WHAT YOU WILL DO>
In the home loan refinancing excerpt, what interest rate had Melissa's floating package reached within a year?

SELECTED EXCERPT>
━━━━━━

Jason, a 38-year-old engineer, was on a HDB loan at 2.6%. After 5 years, he refinanced to a bank loan at 1.9% (back when SORA rates were lower).

Monthly savings: ~$240
Total savings over 5 years: ~$14,000

He used a mortgage broker to compare packages, and his legal fees were fully covered by the bank’s cash rebate.

You can read more about this process in Ace’s HDB refinancing guide — includes what to prepare and how to avoid hidden fees.

Private condo refinance: fixed vs floating package

Melissa owns a resale condo in the OCR and had to decide between a fixed rate of 3.50% and a SORA-floating package starting at 3.05%.

She picked the floating package — but added a cash buffer in case rates rose. Within a year, her interest crept up to 3.35%, but she was still paying less overall.

Expert Insight: If you can tolerate some rate movement and want flexibility, SORA packages often win out. Want a bank-by-bank breakdown? Visit the private property loan page to see what works for you.

Should you refinance if you plan to sell your home soon?

Maybe not.

If you’re planning to sell within the next 1–2 years, refinancing could cost more than it saves — especially if you’re locked in again or have legal fee clawbacks.

But if your current rate is much higher than market rates, short-term refinancing could still make sense. Use this mortgage calculator to do the math based on your remaining loan tenure.

━━━━━━

INFORMATION SHOWN>

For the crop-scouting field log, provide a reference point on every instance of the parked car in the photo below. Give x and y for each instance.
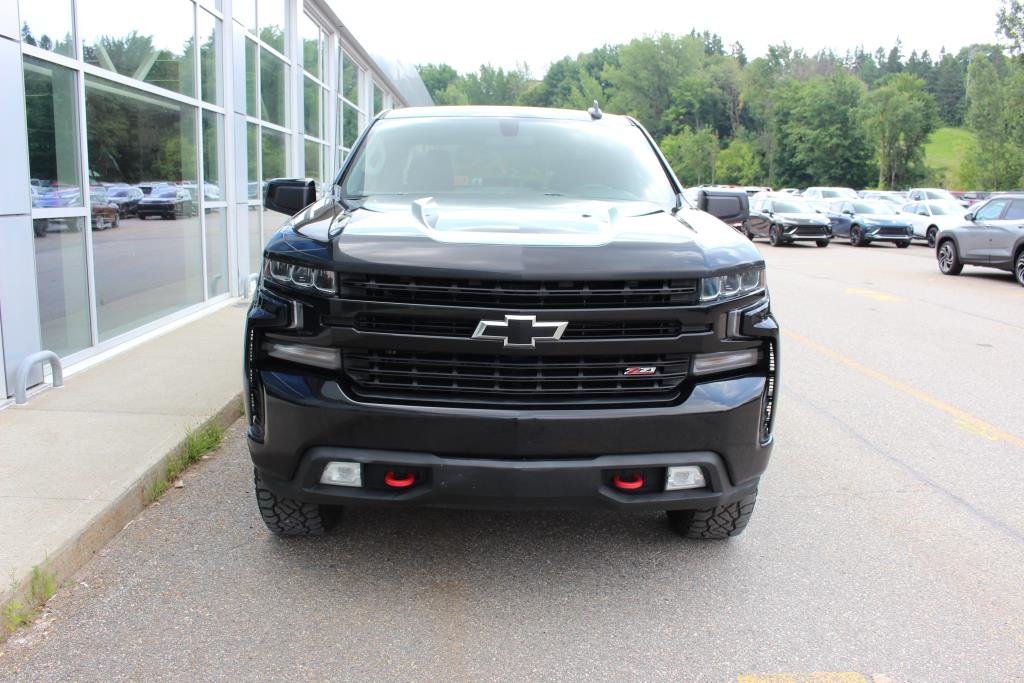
(925, 194)
(786, 219)
(473, 374)
(167, 202)
(992, 237)
(864, 221)
(930, 217)
(821, 198)
(126, 197)
(103, 212)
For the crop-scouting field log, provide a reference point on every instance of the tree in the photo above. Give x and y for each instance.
(900, 115)
(692, 155)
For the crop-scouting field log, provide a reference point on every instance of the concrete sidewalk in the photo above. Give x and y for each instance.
(75, 461)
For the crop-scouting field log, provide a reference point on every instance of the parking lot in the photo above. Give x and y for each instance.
(888, 539)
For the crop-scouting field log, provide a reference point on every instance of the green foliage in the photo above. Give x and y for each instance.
(691, 155)
(198, 442)
(899, 116)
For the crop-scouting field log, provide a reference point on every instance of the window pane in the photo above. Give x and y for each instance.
(311, 107)
(312, 156)
(245, 12)
(213, 158)
(158, 48)
(272, 87)
(271, 24)
(46, 24)
(144, 272)
(52, 121)
(209, 56)
(350, 126)
(62, 286)
(252, 95)
(215, 226)
(312, 47)
(349, 86)
(273, 147)
(252, 160)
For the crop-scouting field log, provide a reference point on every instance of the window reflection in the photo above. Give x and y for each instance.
(272, 73)
(152, 264)
(46, 24)
(52, 123)
(156, 45)
(271, 23)
(209, 57)
(61, 285)
(215, 227)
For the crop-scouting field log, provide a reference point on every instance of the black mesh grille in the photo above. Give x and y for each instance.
(406, 325)
(516, 294)
(478, 379)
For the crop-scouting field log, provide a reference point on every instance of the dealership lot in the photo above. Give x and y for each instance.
(888, 538)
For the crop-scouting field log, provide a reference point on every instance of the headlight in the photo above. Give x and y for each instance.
(732, 286)
(301, 276)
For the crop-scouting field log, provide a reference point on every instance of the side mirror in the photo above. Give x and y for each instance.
(729, 206)
(289, 196)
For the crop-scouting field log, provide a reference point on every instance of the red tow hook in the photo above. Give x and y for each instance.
(628, 484)
(396, 481)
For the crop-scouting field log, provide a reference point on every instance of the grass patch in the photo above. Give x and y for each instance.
(42, 586)
(944, 151)
(198, 442)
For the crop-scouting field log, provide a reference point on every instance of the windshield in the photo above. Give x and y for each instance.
(884, 208)
(462, 157)
(793, 207)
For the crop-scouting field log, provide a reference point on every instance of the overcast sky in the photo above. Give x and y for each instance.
(539, 32)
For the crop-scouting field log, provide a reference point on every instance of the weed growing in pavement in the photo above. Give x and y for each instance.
(198, 442)
(42, 586)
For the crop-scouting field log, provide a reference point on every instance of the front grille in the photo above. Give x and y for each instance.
(568, 381)
(517, 294)
(811, 230)
(440, 327)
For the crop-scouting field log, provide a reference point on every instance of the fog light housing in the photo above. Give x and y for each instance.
(340, 473)
(680, 478)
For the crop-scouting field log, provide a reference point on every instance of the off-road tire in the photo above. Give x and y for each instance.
(719, 522)
(286, 516)
(948, 258)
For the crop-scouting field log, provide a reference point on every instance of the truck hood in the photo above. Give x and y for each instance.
(542, 238)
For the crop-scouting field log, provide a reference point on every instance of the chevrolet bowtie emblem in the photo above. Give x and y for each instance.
(519, 331)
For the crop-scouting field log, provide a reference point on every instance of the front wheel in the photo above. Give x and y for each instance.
(948, 257)
(856, 238)
(722, 521)
(286, 516)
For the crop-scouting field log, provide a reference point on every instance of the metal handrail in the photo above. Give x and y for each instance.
(24, 368)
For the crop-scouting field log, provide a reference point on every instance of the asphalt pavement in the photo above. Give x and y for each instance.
(887, 543)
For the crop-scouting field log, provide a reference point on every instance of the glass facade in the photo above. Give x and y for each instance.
(140, 147)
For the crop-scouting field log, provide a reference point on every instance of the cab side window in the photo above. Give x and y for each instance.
(991, 211)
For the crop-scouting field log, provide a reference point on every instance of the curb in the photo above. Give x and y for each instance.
(103, 526)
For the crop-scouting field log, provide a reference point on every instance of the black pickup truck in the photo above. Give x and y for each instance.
(498, 307)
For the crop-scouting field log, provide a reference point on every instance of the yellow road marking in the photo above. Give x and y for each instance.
(816, 677)
(871, 294)
(962, 419)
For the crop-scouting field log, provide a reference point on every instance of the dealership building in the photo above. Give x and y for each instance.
(137, 138)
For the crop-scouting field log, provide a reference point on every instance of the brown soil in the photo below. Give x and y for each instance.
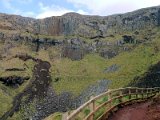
(149, 110)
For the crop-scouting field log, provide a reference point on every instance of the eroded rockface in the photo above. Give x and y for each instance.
(13, 81)
(84, 25)
(47, 101)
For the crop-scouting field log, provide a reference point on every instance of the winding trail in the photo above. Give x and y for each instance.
(149, 110)
(37, 88)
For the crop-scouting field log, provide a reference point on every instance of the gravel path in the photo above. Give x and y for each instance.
(149, 110)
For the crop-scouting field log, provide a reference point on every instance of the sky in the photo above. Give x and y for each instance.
(46, 8)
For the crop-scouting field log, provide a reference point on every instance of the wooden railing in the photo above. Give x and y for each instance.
(99, 107)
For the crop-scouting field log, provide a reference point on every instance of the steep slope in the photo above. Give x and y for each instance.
(87, 55)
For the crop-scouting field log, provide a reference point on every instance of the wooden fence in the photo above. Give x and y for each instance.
(98, 107)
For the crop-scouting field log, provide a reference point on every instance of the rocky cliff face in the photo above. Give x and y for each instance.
(83, 25)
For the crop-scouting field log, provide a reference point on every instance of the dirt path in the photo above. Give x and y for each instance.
(37, 87)
(139, 111)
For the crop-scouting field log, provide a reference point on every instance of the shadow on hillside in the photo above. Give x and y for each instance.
(149, 79)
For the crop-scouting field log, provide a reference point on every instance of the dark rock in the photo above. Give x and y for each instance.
(13, 80)
(112, 68)
(128, 39)
(108, 53)
(74, 49)
(15, 69)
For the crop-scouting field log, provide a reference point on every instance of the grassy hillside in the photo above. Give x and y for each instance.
(75, 76)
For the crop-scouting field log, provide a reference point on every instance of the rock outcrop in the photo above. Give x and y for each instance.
(83, 25)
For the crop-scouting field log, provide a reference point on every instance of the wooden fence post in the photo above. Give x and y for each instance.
(136, 93)
(147, 92)
(109, 98)
(142, 93)
(64, 116)
(120, 94)
(92, 108)
(129, 91)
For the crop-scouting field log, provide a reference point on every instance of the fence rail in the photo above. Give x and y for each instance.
(98, 107)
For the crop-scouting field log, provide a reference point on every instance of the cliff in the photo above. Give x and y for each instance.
(83, 25)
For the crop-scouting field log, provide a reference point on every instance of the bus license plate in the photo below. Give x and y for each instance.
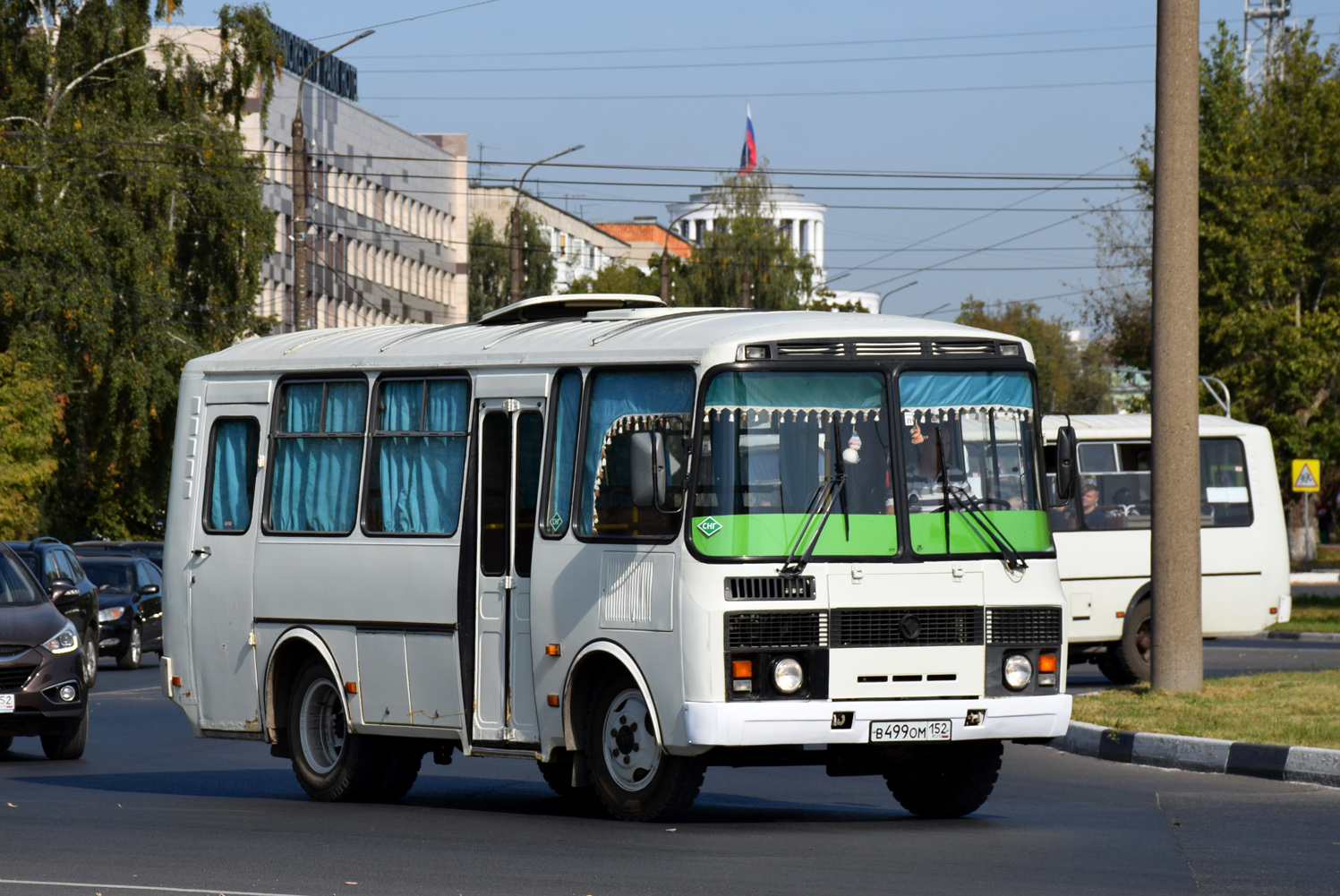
(887, 731)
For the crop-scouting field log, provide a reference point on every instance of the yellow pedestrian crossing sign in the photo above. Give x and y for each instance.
(1307, 475)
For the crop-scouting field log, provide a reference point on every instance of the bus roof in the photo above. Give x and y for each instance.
(626, 335)
(1134, 426)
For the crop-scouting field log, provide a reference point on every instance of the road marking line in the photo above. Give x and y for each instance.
(156, 890)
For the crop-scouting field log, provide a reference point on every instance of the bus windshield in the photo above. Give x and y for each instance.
(770, 444)
(970, 472)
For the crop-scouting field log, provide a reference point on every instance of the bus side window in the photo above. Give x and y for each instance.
(231, 493)
(418, 457)
(620, 404)
(318, 456)
(558, 501)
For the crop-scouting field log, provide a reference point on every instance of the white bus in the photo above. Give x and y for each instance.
(1103, 537)
(623, 540)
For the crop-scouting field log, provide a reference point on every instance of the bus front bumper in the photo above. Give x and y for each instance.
(806, 722)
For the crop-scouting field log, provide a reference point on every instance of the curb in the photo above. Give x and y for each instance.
(1304, 636)
(1300, 765)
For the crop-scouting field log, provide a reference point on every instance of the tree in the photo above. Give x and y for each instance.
(30, 421)
(132, 232)
(1269, 236)
(491, 263)
(746, 251)
(1070, 375)
(622, 278)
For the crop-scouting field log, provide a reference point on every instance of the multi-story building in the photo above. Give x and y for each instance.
(579, 248)
(388, 207)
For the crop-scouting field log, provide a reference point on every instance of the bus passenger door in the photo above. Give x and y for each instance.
(511, 434)
(220, 568)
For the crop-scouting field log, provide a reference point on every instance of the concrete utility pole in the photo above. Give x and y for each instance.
(516, 223)
(1175, 537)
(302, 199)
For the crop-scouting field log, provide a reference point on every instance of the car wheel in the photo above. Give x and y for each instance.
(634, 777)
(69, 744)
(331, 763)
(90, 669)
(134, 648)
(946, 780)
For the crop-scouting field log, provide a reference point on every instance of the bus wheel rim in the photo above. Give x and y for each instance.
(631, 753)
(322, 729)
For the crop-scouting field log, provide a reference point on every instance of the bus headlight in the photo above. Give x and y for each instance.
(787, 675)
(1019, 671)
(64, 640)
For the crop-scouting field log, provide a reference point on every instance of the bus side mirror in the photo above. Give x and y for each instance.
(642, 469)
(1064, 465)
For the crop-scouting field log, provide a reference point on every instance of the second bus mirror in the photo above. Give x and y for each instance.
(1064, 465)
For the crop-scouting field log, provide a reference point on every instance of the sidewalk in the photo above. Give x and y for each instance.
(1302, 765)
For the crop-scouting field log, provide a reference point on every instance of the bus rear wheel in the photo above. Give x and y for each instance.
(330, 763)
(946, 780)
(634, 777)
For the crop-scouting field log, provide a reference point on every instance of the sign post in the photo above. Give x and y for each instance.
(1305, 477)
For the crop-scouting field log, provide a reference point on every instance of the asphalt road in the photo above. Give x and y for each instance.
(149, 806)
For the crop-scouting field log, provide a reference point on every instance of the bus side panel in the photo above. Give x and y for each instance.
(183, 508)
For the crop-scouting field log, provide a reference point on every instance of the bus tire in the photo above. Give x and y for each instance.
(945, 780)
(1135, 648)
(634, 777)
(1111, 669)
(331, 764)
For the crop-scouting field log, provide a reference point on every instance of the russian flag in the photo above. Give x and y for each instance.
(749, 154)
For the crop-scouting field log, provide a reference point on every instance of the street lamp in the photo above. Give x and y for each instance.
(892, 291)
(302, 186)
(516, 221)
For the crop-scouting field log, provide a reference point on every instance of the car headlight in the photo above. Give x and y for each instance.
(787, 675)
(1019, 671)
(64, 640)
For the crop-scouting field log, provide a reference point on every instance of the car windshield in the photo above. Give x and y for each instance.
(771, 442)
(16, 587)
(970, 472)
(110, 577)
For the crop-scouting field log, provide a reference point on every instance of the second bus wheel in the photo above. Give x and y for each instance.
(331, 764)
(946, 780)
(634, 777)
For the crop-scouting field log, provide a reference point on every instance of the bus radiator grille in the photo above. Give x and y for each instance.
(770, 588)
(772, 631)
(1024, 626)
(908, 627)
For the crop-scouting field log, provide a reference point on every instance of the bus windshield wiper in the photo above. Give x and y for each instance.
(969, 505)
(820, 505)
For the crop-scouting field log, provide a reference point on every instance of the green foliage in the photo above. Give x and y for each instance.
(491, 263)
(1070, 377)
(132, 234)
(622, 278)
(746, 244)
(1269, 247)
(30, 421)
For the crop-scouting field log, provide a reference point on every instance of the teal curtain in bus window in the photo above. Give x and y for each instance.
(420, 475)
(234, 474)
(303, 407)
(567, 407)
(345, 407)
(617, 394)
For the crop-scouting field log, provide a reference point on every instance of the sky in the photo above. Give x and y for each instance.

━━━━━━

SOLUTION TO THE PROBLEM>
3.35%